• _Consignes_
A - Présentez sous forme de liste, s'il vous plaît, le paragraphe du texte sur les peupliers hybrides qui commence par « Aujourd’hui, Domtar plante », en gardant ses faits principaux.
B - Poursuivez le texte sur les peupliers hybrides à la suite de sa dernière phrase.

• _Texte fourni_

┄┄┄┄┄┄┄┄┄┄┄┄┄┄┄┄┄┄┄┄

Après avoir trouvé des clones performants, des solutions pour le drainage et pour minimiser la compétition, la croissance n’était pas encore suffisante, relate Éric Lapointe. « On s’est rendu compte que les sols étaient très acides et que la disponibilité en éléments nutritifs était très faible. Par moments, on est devenus plus des agronomes que des forestiers et pour augmenter la fertilité des sols, on a décidé d’épandre les boues papetières que l’on devait enfouir par le passé. »

Et le succès fut immédiat, car les arbres se sont mis à croitre d’environ deux mètres par année par la suite. « C’était la pièce du casse-tête qui manquait. Sans l’épandage, on met une croix sur le programme de peupliers hybrides, parce qu’on n’était pas en mesure d’atteindre les résultats escomptés », ajoute de dernier. L’impact des boues papetières est d’ailleurs flagrant dans une des plantations de Domtar où une forêt témoin sans boue côtoie une forêt fertilisée. D’un côté, les peupliers peinent à percer à travers les bouleaux et les herbacées alors que de l’autre, ils dominent le terrain.

Aujourd’hui, Domtar plante donc 900 peupliers hybrides par hectare en rangées séparées par des sentiers de 15 à 18 mètres de largeur pour faciliter la récolte et l’épandage, planifiés lors de la plantation et cinq ans plus tard. Des études sont en cours pour déterminer quelle est l’efficacité du deuxième épandage.

┄┄┄┄┄┄┄┄┄┄┄┄┄┄┄┄┄┄┄┄

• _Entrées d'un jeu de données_

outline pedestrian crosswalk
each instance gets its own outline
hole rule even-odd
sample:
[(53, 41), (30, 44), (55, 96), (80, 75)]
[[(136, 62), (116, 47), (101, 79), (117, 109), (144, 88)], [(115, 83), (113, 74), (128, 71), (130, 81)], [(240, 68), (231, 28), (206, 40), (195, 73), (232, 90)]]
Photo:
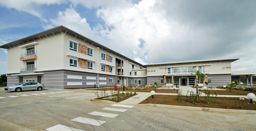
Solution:
[[(122, 104), (114, 104), (111, 105), (111, 106), (119, 107), (121, 108), (131, 108), (134, 106), (132, 105), (122, 105)], [(117, 108), (109, 108), (109, 107), (104, 107), (104, 108), (101, 108), (101, 109), (104, 110), (106, 111), (116, 111), (119, 112), (124, 112), (128, 110), (127, 109)], [(93, 111), (91, 113), (89, 113), (88, 114), (91, 115), (95, 115), (95, 116), (99, 116), (104, 117), (107, 117), (109, 118), (114, 118), (119, 115), (119, 114), (114, 114), (112, 113), (103, 113), (103, 112), (97, 112), (97, 111)], [(86, 124), (88, 125), (95, 126), (100, 126), (102, 124), (105, 122), (107, 122), (106, 121), (91, 119), (91, 118), (89, 118), (82, 117), (77, 117), (76, 118), (71, 120), (71, 121), (75, 122), (78, 122), (81, 123)], [(47, 128), (45, 130), (49, 131), (83, 131), (72, 127), (66, 126), (63, 126), (61, 124), (58, 124), (57, 125)]]

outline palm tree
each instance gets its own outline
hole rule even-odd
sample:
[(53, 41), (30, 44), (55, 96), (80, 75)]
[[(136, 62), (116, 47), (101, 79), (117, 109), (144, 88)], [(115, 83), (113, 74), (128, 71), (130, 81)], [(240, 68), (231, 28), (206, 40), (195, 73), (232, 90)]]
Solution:
[(231, 84), (228, 84), (228, 83), (227, 83), (227, 85), (228, 85), (228, 86), (229, 87), (229, 92), (231, 92), (231, 88), (234, 87), (234, 84), (233, 84), (233, 83), (231, 83)]
[(159, 85), (159, 84), (157, 84), (157, 82), (155, 82), (153, 83), (153, 84), (154, 84), (154, 85), (155, 85), (155, 88), (156, 89), (155, 90), (156, 90), (156, 86), (157, 86), (158, 85)]

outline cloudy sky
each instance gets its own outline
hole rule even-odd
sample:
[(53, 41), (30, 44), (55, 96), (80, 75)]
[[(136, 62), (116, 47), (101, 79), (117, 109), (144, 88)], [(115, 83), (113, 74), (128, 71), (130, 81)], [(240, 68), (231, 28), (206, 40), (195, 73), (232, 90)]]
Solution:
[(232, 71), (256, 71), (256, 0), (2, 0), (0, 12), (0, 45), (63, 25), (142, 64), (240, 58)]

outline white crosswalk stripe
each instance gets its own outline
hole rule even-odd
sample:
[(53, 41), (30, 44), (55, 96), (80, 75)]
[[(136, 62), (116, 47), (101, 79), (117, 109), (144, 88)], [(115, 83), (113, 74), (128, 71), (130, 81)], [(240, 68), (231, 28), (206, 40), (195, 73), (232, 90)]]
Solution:
[(104, 117), (111, 117), (111, 118), (114, 118), (118, 116), (118, 114), (111, 114), (111, 113), (102, 113), (102, 112), (99, 112), (95, 111), (92, 112), (88, 114), (90, 115), (93, 115), (99, 116), (102, 116)]
[(83, 117), (78, 117), (75, 119), (71, 120), (71, 121), (96, 126), (100, 126), (101, 124), (106, 122), (105, 121), (97, 120)]
[(40, 94), (31, 94), (30, 95), (40, 95)]
[(19, 96), (15, 96), (15, 95), (11, 95), (11, 96), (8, 96), (8, 97), (19, 97)]
[(105, 110), (109, 110), (109, 111), (120, 112), (124, 112), (127, 110), (127, 109), (117, 108), (109, 108), (109, 107), (105, 107), (105, 108), (102, 108), (101, 109)]
[(50, 128), (48, 128), (46, 130), (49, 131), (84, 131), (72, 127), (58, 124)]
[(132, 108), (132, 107), (134, 107), (134, 106), (133, 106), (133, 105), (124, 105), (124, 104), (113, 104), (111, 105), (111, 106), (122, 107), (127, 107), (127, 108)]

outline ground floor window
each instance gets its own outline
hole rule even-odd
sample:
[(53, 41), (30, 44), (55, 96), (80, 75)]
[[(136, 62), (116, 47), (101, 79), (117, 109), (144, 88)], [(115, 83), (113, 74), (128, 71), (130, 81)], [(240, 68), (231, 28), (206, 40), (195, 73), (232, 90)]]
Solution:
[(208, 84), (211, 84), (212, 83), (212, 78), (208, 78)]

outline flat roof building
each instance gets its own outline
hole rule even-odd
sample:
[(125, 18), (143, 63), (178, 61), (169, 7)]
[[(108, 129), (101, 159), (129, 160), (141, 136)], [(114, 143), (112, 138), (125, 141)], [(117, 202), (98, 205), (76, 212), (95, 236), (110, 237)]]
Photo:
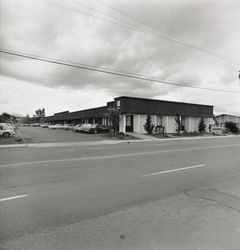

┄┄┄┄┄┄┄┄┄┄┄┄┄┄┄┄┄┄┄┄

• _Réponses_
A -
- Domtar plante 900 peupliers hybrides par hectare.
- Les rangées sont séparées par des sentiers de 15 à 18 mètres de largeur.
- Ces sentiers facilitent la récolte et l’épandage.
- Les épandages sont prévus lors de la plantation et cinq ans plus tard.
- Des études sont en cours sur l’efficacité du deuxième épandage.

B -
Vingt ans plus tard, après plusieurs échecs et remises en question, Domtar récolte le fruit de ses efforts, car le géant papetier est aujourd’hui en mesure de faire pousser des arbres de 15 pouces de diamètre, de 15 mètres de hauteur en 15 ans. Autrement dit, l’entreprise vise un rendement de 15 m3/an pour un total de 225 m3/hectare à la récolte, un objectif qui prend parfois 21 ans à atteindre.

« C’est un rendement sept fois plus rapide que la forêt naturelle et plus de trois fois plus rapide que le peuplier faux-tremble en Estrie », lance fièrement Éric Lapointe, qui a du trimer dur pour convaincre tous ses collègues de l’efficacité du programme qui faisait beaucoup de sceptiques au départ.

Et l’intensification de l’aménagement forestier s’inscrit toujours dans un objectif de minimiser l’impact sur la biodiversité en protégeant certains secteurs, comme ce fut le cas sur le mont Potton, dans les montagnes Vertes, où Domtar a facilité la protection de 4500 hectares (une partie en don et l’autre vendue).  

« On ne veut pas planter des peupliers hybrides partout, soutient Éric Lapointe. On vise 5% des terres des 160 000 hectares que possède Domtar. Pour l’instant, on a 6000 hectares de plantations de peupliers et on aimerait atteindre 8000 hectares. »

Avec le programme de peupliers hybride, Domtar cherche en fait à calquer le modèle de la Triade, ou une partie des forêts est protégée, une autre est aménagée de manière écosystémique et la dernière est aménagée de manière intensive, ajoute le coordonnateur des opérations forestières.

Selon André Gravel, l’aménagement intensif devrait d’ailleurs faire partie intégrante de la planification forestière dans les forêts publiques du Québec, pour faciliter l’adhésion des communautés forestière et des industriels dans le but de miser sur les trois pôles du développement durable, soit l’environnement, l’économie et le social.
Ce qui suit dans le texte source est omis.